(Records for the task begins)

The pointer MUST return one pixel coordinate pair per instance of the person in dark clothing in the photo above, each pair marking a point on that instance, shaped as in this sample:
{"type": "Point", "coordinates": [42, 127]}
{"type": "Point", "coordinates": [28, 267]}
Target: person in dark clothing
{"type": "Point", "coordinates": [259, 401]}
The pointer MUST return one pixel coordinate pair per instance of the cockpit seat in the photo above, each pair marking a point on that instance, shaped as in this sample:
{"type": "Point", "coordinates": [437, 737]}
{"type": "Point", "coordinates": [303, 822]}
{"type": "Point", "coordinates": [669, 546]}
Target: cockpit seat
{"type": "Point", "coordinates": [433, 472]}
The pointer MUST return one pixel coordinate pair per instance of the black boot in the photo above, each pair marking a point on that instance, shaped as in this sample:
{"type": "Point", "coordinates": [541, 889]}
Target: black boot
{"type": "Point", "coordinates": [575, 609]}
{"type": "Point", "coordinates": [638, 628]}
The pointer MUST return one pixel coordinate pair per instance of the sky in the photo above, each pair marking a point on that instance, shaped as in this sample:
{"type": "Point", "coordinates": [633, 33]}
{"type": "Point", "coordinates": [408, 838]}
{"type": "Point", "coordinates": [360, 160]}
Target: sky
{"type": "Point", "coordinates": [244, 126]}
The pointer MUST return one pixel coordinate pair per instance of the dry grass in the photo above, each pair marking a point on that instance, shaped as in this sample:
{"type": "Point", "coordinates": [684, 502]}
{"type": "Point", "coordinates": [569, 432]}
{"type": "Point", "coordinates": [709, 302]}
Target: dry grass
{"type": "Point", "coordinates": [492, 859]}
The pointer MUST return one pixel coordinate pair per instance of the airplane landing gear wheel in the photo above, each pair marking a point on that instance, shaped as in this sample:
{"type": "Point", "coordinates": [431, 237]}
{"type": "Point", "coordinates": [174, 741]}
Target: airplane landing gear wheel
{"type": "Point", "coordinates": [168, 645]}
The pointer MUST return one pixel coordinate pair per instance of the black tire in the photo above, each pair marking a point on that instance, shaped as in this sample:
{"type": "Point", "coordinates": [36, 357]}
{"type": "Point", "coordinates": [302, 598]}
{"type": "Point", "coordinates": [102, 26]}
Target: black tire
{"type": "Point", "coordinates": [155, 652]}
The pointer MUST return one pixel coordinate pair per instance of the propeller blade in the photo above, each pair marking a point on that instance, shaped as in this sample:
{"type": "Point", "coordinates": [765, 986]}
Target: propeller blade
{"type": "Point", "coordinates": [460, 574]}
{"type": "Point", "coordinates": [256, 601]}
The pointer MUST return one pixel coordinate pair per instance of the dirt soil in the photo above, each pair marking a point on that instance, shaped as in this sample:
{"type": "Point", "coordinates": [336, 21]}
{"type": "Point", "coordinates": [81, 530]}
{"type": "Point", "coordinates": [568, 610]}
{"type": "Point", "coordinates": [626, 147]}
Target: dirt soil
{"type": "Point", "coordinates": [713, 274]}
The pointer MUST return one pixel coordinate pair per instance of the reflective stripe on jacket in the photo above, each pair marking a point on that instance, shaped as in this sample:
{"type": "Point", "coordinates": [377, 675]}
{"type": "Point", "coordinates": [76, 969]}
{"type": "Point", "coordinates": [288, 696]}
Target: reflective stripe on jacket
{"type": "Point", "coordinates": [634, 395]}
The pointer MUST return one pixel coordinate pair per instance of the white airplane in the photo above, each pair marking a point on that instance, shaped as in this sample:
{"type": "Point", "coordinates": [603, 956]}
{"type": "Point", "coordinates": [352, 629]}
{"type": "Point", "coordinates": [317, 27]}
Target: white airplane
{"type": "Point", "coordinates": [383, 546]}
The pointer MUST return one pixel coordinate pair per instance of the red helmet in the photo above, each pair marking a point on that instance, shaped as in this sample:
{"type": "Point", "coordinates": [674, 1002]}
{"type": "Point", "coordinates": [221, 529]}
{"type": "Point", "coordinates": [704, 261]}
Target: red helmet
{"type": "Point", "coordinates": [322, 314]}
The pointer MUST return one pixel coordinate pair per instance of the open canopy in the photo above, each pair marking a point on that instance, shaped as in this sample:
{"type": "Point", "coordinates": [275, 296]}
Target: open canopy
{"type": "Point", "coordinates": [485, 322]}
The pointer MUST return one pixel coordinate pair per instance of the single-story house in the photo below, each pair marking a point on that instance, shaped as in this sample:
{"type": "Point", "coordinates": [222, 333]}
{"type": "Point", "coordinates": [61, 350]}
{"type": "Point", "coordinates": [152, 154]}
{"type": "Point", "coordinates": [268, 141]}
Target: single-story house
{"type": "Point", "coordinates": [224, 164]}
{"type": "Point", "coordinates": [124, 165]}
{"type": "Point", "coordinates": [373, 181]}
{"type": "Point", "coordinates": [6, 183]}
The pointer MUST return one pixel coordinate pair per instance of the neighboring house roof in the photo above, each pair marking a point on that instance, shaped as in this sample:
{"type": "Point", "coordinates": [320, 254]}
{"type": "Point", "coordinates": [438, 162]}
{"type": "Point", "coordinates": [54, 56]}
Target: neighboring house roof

(Records for the task ends)

Problem to work on: Copy out the lines of the records above in which the string "roof" appears.

Exercise answer:
The pointer MUST return one pixel coordinate pair per instance of the neighboring house roof in the photo above, each pair marking a point on that instance, shaped as in this sample:
Target: neighboring house roof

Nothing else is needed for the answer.